WRITTEN REQUEST >>
Copy the lines from the one containing "of the wake" up to and including the one containing "[(230, 294), (625, 290)]", with "field-scouting log" changed to "survey log" and nothing else altered. Return only those lines.

RECORD SET >>
** Begin **

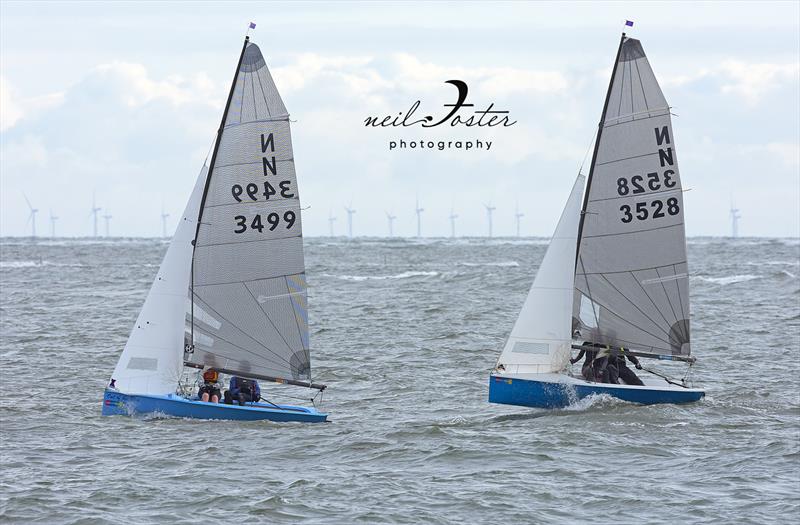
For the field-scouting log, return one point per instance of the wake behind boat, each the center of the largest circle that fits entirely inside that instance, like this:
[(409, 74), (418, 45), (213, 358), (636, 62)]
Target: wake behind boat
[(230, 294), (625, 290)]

** End **
** Begin **

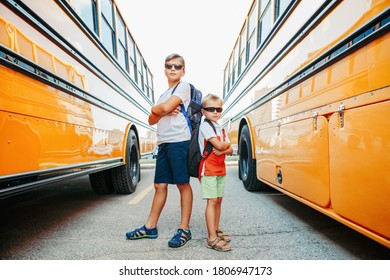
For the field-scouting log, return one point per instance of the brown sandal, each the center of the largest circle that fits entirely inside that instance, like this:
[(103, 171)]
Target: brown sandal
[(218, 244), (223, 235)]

** End **

EXERCISE OUTPUT >>
For the survey log, return one point per instance of the wake behind boat, each the center of the largest circle that fits entirely inside that instance, like this:
[(409, 74), (418, 45), (213, 358), (636, 62)]
Target: wake behind boat
[(230, 294), (625, 290)]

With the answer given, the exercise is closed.